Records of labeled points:
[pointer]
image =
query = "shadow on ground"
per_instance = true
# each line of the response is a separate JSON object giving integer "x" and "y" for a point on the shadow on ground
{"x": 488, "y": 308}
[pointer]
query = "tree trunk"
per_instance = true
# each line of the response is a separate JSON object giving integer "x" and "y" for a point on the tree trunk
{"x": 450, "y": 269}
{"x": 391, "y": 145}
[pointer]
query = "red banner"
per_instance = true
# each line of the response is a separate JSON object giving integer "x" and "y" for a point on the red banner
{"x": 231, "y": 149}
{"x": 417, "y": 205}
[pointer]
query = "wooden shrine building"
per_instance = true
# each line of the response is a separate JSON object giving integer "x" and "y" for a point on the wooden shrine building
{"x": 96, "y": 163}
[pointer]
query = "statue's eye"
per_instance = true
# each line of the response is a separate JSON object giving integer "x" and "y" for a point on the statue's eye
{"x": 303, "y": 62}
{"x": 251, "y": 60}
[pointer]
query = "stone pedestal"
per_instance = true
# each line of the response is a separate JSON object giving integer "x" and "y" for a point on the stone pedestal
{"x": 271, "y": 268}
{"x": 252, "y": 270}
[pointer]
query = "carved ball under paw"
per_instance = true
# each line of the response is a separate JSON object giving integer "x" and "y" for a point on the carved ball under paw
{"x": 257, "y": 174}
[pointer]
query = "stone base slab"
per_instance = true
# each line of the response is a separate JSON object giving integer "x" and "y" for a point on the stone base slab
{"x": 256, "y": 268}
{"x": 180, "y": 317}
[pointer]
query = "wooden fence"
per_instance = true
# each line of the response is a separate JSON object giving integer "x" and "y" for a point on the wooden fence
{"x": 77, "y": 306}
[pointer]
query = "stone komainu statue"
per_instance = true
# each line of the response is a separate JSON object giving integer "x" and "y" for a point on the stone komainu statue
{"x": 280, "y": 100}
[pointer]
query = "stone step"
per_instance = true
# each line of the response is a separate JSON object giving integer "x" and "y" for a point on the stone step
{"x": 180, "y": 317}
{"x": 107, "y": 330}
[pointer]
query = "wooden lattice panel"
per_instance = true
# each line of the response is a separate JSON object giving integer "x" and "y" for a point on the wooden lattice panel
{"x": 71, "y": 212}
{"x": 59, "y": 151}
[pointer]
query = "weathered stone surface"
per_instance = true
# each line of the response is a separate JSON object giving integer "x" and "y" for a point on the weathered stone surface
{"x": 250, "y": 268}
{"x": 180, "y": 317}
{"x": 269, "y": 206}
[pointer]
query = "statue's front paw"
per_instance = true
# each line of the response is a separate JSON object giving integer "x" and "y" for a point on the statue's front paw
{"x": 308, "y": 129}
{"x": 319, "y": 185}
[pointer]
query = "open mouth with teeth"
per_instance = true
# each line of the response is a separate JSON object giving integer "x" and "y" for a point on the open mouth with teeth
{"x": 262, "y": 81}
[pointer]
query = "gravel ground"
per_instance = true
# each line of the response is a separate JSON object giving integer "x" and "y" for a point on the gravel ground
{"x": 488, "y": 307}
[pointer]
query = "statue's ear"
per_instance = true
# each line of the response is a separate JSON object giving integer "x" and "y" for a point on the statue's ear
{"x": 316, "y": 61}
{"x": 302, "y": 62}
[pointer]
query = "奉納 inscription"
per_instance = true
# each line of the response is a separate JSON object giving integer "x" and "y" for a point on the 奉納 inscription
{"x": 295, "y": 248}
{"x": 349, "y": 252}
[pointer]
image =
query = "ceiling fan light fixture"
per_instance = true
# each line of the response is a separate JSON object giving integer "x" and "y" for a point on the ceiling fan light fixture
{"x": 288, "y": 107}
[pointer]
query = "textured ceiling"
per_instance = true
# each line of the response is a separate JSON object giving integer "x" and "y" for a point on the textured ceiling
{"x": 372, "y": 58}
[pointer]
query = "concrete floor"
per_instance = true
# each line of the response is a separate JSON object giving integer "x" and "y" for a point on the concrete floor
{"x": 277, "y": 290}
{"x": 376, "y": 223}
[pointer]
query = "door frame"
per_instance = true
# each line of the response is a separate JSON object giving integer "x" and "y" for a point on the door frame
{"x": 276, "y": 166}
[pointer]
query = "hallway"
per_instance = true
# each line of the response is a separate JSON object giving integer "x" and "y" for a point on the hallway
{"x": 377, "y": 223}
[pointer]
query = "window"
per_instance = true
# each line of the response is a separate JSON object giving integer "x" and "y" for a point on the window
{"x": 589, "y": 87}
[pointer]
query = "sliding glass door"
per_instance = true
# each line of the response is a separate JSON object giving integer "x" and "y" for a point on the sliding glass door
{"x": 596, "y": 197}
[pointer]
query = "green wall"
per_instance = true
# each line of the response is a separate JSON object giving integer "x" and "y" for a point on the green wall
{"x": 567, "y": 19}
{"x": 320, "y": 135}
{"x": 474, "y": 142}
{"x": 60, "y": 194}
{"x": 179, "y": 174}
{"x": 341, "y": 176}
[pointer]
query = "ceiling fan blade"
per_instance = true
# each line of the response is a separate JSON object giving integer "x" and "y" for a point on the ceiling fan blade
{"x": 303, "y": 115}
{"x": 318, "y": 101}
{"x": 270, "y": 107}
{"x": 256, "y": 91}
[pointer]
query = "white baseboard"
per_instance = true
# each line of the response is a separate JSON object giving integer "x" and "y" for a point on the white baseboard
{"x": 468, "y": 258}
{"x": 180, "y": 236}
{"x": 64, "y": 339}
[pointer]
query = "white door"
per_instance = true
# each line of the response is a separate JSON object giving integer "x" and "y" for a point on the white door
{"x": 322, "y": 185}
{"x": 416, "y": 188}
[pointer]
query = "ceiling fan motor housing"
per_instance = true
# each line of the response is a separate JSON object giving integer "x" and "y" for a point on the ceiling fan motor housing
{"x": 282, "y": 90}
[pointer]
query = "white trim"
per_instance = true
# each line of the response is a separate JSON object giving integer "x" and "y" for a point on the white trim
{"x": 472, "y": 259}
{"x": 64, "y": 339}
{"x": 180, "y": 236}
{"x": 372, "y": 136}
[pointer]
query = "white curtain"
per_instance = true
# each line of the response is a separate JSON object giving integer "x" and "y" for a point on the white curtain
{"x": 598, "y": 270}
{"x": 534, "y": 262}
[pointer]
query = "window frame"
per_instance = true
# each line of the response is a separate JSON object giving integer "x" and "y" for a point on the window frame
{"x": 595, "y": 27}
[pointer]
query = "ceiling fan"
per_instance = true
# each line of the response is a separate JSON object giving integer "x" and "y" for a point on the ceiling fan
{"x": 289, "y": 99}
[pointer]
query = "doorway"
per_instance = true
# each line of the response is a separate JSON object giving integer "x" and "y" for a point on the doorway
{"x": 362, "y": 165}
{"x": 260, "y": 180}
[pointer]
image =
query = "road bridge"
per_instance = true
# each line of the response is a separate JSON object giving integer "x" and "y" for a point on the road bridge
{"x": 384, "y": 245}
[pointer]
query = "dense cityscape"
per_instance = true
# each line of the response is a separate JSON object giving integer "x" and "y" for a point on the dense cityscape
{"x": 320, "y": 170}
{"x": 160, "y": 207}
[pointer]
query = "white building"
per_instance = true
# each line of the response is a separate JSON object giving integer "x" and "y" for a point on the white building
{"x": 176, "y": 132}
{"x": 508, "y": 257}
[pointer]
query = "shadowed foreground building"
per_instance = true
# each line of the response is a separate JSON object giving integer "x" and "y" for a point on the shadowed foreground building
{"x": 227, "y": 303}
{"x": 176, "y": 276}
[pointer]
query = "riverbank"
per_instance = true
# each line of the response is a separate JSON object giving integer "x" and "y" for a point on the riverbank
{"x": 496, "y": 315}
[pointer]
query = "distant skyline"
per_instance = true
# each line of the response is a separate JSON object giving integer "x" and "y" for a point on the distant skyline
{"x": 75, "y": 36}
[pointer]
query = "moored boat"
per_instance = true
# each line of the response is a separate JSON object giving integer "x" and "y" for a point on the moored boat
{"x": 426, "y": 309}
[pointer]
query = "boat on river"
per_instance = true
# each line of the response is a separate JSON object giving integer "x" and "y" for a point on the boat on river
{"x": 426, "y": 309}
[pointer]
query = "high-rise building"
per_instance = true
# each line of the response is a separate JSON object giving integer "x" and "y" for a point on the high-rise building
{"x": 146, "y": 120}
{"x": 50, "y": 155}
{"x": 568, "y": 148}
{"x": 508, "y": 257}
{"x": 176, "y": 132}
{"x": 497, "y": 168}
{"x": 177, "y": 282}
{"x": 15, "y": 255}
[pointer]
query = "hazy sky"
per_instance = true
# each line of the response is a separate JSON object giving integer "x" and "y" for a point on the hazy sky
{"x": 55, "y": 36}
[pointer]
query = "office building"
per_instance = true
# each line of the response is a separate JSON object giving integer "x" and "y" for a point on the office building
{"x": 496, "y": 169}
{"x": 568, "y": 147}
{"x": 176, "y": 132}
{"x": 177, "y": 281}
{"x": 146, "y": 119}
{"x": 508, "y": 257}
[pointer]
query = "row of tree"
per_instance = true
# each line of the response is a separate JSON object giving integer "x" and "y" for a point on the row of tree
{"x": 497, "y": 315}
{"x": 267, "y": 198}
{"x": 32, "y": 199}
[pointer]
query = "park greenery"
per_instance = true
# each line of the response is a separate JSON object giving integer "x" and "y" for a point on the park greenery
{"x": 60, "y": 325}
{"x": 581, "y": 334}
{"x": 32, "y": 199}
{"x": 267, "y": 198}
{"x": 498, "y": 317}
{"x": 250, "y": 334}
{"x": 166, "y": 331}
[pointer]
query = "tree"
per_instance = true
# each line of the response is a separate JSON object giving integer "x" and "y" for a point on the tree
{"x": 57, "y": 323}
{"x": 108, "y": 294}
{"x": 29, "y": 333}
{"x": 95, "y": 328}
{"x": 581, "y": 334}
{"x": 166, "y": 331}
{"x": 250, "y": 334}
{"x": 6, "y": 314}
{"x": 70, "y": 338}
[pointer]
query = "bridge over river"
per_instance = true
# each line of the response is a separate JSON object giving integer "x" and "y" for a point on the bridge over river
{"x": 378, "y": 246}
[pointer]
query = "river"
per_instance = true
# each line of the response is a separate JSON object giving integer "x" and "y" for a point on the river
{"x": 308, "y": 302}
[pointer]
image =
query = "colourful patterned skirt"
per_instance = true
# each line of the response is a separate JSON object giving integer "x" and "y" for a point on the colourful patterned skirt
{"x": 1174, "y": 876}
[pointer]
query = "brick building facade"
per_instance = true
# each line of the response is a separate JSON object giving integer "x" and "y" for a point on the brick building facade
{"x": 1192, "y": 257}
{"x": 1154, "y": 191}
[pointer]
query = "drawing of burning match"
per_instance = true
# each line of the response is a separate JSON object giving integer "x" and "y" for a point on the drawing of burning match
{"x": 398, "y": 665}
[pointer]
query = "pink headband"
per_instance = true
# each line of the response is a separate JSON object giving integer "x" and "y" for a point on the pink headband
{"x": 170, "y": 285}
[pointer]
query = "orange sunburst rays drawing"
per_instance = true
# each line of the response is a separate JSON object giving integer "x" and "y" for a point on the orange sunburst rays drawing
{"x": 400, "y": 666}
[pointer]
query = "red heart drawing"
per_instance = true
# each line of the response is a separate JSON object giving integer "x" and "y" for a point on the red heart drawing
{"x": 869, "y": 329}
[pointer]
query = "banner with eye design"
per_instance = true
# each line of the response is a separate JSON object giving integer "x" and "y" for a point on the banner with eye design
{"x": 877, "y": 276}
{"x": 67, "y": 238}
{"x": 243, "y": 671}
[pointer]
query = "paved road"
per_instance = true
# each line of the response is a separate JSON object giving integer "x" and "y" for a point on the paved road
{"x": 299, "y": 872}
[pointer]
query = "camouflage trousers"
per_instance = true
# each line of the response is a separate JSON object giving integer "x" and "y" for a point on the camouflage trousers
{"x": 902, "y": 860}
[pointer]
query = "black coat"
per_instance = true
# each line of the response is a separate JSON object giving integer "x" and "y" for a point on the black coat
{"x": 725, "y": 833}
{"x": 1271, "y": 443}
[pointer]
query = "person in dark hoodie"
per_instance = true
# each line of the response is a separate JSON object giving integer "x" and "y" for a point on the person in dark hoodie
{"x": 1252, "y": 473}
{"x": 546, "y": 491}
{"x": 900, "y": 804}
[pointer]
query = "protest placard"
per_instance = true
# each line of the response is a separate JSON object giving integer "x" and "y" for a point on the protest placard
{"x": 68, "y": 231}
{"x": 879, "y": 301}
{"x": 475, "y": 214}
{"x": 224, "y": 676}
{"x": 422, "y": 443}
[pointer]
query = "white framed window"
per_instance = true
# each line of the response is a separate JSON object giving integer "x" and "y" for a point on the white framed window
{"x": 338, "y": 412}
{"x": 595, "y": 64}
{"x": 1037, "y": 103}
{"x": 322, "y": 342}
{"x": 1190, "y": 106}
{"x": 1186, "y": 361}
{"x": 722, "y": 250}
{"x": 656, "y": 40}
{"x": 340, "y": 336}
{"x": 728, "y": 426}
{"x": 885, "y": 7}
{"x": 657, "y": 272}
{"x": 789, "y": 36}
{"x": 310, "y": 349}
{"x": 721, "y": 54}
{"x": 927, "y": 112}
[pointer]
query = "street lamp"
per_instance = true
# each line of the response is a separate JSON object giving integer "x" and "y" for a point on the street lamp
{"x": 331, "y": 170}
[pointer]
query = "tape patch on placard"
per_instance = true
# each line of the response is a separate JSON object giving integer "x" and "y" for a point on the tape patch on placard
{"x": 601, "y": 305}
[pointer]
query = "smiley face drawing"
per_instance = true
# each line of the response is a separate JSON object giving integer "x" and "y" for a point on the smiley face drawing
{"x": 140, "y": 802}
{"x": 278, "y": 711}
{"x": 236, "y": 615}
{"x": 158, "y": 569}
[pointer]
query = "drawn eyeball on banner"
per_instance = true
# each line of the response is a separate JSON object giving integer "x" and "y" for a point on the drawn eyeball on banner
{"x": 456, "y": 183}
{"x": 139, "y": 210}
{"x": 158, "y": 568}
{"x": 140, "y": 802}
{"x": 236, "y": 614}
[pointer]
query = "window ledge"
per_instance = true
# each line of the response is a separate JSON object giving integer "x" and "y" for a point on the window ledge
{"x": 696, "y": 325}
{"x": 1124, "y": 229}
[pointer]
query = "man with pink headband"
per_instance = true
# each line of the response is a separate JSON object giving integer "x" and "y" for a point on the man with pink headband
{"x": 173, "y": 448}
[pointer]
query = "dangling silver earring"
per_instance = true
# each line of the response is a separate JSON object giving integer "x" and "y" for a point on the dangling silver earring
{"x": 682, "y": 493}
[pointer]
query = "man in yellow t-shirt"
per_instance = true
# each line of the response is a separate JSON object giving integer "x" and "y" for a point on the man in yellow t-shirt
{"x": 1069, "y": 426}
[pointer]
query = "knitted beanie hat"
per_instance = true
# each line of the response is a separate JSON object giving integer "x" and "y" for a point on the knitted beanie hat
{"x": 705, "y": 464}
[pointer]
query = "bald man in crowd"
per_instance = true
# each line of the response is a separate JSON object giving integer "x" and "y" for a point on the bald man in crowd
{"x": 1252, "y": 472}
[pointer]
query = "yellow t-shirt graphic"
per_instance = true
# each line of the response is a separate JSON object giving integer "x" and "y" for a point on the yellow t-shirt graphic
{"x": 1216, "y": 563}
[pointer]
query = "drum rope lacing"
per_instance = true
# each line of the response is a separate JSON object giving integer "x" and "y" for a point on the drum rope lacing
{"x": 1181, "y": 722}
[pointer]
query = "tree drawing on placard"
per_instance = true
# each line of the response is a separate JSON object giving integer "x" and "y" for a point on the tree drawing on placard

PROMPT = Copy every line in the material above that contains the word "framed".

ANSWER TO THIS EXERCISE =
query = "white framed window"
# each line of the response is a separate JSON object giving integer "x" and "y" for a point on the white framed window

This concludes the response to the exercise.